══ Supplied records

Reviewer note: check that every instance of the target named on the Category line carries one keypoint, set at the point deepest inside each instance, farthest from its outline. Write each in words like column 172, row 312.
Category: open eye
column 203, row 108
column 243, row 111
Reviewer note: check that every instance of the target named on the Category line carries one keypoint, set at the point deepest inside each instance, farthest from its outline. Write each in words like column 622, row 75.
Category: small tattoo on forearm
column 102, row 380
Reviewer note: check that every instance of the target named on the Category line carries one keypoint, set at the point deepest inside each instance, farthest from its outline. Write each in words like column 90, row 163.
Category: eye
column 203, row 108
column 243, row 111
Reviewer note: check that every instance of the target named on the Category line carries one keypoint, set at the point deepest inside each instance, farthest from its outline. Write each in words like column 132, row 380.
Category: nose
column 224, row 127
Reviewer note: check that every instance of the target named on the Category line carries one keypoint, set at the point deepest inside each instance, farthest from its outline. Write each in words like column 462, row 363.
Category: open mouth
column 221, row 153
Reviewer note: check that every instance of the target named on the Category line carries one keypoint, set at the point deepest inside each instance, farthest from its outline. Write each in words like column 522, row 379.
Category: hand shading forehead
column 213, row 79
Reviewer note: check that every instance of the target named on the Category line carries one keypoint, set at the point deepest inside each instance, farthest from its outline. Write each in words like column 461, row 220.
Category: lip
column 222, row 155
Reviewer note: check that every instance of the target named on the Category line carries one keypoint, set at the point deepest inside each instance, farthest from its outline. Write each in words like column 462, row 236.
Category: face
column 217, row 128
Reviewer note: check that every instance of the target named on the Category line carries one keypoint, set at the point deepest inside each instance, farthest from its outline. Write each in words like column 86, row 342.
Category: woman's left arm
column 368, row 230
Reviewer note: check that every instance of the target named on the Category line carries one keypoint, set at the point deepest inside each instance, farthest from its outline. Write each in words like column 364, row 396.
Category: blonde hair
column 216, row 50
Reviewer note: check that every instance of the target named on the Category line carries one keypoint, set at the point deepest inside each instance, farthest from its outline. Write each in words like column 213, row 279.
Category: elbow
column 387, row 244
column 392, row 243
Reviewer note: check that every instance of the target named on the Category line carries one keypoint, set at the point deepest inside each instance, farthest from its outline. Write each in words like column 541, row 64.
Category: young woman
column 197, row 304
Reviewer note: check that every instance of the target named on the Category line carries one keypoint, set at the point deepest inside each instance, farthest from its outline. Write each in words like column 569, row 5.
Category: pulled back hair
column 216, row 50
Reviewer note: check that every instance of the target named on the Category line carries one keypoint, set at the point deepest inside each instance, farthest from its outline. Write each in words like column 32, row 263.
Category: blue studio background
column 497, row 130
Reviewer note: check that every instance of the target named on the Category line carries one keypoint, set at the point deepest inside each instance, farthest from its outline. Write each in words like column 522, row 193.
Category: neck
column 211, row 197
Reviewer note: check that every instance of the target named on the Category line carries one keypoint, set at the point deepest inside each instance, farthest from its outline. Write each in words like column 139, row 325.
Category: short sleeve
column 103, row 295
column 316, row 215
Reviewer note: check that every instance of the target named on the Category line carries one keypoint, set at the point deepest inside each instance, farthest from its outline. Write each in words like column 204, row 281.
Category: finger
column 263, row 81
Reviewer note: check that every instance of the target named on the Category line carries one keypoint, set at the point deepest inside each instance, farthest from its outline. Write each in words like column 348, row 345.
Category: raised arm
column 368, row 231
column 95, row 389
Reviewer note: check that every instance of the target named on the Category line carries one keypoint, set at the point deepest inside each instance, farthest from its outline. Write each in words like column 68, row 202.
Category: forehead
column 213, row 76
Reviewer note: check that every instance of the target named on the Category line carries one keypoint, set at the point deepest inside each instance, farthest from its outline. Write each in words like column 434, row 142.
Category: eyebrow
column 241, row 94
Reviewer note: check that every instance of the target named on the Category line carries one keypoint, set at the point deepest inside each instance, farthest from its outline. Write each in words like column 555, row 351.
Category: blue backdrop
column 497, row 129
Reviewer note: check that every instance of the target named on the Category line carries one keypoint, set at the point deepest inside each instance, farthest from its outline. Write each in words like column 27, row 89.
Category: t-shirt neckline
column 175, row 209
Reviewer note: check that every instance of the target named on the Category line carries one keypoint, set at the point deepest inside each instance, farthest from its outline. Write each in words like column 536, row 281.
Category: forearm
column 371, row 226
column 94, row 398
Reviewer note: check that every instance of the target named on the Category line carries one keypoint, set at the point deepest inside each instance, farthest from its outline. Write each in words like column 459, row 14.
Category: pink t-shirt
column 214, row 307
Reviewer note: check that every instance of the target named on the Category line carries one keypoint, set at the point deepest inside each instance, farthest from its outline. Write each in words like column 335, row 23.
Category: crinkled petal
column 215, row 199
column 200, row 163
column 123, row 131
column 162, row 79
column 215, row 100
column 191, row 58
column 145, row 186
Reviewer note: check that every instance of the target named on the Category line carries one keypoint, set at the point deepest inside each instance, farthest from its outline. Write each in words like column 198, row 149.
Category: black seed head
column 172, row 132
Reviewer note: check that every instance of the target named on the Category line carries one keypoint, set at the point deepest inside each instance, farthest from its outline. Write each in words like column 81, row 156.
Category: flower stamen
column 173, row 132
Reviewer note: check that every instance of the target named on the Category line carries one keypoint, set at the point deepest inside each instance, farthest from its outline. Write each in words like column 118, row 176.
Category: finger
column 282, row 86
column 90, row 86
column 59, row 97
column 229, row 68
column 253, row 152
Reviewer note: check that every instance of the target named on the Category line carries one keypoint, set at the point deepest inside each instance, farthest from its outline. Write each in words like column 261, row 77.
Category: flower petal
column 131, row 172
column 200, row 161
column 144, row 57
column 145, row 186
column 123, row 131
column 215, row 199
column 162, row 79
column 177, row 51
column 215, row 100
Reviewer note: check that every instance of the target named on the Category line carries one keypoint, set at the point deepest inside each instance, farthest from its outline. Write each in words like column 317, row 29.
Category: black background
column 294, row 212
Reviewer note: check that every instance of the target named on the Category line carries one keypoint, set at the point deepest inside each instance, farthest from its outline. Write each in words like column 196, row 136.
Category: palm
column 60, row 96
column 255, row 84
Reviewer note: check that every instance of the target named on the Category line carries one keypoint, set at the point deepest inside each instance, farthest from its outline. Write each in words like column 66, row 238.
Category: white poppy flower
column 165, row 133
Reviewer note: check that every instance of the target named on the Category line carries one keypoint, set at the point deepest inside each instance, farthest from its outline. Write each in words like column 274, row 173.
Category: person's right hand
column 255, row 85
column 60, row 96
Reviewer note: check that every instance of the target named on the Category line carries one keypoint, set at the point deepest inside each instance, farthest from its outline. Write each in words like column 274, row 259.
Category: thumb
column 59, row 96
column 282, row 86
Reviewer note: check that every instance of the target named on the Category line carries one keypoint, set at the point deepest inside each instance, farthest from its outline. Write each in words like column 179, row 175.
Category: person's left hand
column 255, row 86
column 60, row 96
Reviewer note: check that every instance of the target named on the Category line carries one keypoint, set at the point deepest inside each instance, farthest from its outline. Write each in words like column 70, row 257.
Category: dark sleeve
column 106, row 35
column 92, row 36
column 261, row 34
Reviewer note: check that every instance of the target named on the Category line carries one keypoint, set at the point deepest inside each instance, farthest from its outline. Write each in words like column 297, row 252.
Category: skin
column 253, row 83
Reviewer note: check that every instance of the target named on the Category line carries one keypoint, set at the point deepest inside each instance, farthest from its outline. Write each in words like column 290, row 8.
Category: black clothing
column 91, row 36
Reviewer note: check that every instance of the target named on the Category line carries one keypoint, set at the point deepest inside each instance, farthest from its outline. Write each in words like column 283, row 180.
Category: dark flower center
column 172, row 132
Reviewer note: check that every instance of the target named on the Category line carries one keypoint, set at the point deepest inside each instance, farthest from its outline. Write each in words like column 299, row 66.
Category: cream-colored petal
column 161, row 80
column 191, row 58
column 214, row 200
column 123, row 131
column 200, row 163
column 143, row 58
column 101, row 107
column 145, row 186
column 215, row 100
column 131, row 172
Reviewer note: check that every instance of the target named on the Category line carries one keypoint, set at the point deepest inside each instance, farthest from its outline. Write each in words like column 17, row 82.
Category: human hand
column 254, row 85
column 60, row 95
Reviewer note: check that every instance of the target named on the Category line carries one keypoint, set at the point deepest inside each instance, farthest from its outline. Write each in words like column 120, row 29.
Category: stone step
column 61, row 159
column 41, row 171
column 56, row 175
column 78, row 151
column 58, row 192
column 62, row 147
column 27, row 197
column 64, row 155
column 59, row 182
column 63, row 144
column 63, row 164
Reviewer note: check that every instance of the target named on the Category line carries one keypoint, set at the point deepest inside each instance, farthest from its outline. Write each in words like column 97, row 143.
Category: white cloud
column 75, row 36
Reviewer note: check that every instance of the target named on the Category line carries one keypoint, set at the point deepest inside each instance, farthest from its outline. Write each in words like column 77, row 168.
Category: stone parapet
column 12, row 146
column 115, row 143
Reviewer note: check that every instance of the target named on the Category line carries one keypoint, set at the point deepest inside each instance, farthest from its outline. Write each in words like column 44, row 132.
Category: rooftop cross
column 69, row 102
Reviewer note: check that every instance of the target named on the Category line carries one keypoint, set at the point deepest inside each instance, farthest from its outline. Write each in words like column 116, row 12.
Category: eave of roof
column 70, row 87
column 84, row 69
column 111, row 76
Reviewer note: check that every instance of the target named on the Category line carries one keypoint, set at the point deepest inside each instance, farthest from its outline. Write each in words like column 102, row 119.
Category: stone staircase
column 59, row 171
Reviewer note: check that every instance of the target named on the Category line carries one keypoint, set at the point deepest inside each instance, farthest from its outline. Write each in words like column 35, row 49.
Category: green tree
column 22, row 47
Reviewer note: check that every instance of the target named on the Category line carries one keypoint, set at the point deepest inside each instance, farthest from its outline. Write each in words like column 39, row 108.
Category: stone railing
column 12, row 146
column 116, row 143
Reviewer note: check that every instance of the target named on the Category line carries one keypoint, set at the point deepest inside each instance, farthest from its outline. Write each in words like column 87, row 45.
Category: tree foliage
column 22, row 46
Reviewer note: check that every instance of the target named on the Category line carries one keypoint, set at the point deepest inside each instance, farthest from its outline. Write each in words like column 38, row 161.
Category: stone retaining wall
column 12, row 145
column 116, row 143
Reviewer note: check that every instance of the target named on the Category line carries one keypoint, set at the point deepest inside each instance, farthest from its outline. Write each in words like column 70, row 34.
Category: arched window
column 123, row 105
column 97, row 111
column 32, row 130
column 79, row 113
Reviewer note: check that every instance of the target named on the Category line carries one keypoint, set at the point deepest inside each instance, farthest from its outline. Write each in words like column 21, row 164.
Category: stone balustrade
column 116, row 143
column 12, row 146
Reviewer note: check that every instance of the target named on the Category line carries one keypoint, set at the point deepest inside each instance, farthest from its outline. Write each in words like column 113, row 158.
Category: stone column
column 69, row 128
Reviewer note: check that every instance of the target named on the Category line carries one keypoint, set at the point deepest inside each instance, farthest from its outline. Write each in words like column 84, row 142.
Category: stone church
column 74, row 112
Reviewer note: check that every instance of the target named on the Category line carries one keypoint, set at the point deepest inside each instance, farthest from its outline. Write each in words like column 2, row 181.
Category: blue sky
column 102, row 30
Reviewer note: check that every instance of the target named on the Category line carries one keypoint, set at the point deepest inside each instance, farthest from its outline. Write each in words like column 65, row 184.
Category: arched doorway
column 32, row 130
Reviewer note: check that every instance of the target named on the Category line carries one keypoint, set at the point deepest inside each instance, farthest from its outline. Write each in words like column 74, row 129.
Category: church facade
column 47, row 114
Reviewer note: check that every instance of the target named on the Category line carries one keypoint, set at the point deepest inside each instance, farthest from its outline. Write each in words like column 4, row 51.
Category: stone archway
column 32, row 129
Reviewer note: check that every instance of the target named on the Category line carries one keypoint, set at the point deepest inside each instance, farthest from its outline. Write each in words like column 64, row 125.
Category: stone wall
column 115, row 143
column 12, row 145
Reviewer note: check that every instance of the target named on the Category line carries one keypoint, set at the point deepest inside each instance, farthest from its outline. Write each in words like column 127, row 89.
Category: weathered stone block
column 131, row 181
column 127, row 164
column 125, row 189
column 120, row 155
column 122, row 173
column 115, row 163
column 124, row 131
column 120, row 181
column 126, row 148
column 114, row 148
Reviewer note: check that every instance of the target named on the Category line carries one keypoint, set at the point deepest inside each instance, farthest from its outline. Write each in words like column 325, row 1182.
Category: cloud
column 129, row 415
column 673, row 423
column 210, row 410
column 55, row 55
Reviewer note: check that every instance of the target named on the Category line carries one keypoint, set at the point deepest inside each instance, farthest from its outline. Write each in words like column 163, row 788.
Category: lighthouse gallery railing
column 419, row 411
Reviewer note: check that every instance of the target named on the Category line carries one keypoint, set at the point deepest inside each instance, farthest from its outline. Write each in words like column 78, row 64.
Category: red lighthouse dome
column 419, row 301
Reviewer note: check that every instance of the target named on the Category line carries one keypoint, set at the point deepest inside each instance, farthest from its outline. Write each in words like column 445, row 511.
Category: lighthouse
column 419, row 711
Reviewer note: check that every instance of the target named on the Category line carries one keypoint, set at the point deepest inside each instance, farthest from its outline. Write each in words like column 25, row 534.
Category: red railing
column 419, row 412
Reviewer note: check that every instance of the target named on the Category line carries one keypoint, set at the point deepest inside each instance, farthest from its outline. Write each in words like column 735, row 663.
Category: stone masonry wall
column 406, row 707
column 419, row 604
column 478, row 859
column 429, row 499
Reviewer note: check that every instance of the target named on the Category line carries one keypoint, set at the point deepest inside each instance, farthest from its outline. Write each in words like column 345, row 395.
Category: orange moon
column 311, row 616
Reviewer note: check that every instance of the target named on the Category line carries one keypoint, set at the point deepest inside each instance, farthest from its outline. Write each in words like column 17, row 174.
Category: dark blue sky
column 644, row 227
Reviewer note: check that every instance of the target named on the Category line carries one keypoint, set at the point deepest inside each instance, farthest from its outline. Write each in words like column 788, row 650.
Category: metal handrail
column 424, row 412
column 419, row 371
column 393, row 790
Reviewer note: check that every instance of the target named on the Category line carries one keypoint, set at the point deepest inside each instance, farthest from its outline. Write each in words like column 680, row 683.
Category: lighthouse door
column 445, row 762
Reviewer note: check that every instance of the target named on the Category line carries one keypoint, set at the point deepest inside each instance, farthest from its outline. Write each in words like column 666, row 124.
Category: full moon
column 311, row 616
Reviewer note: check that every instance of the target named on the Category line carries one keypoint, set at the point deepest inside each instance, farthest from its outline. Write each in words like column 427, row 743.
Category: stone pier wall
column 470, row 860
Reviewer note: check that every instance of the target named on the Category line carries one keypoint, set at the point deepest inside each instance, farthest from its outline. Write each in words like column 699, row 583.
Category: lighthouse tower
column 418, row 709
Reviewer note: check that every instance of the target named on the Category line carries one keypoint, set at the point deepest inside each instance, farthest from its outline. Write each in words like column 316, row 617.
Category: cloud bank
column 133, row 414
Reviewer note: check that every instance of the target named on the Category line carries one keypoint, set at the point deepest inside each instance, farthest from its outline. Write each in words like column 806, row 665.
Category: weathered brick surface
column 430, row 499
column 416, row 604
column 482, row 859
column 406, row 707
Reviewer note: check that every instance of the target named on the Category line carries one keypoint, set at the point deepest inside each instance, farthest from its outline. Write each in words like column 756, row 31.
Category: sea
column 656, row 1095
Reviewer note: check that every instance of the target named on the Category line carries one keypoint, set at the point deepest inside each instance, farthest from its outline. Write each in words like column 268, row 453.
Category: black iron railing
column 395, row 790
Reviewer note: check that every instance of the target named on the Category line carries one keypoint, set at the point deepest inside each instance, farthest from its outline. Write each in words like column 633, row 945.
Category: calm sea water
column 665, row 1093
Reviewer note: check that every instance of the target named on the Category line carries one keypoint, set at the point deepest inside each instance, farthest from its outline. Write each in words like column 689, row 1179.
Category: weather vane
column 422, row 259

════

Instructions for the task. Copy the material above word for word, starting at the line that contains "25, row 534." and stopping after the line that contains "column 393, row 790".

Answer to this exercise.
Reviewer note: check that every instance of the target named on the Category line carries one keypoint, set at the point deepest inside each instance, farthest from its outline. Write each in words like column 25, row 534.
Category: red railing
column 419, row 412
Reviewer note: check that every instance of the target named on the Category line carries one keypoint, set at the point deepest inside each instance, farthest from its outline. Write each in words like column 735, row 663.
Category: stone masonry wall
column 406, row 707
column 419, row 604
column 478, row 859
column 429, row 499
Reviewer note: check that every instance of the target named on the Category line carries one keypoint, set at the point deepest inside each instance, farthest from its outline. Write each in words like column 345, row 395.
Category: orange moon
column 311, row 616
Reviewer note: check that every instance of the target named on the Category line carries one keypoint, set at the point deepest inside each instance, farthest from its outline. Write each in words like column 17, row 174.
Category: dark blue sky
column 644, row 227
Reviewer note: check that every instance of the target named on the Category line carries one keypoint, set at the point deepest inside each instance, farthest from its outline. Write each in words like column 788, row 650.
Category: metal handrail
column 424, row 412
column 419, row 371
column 393, row 790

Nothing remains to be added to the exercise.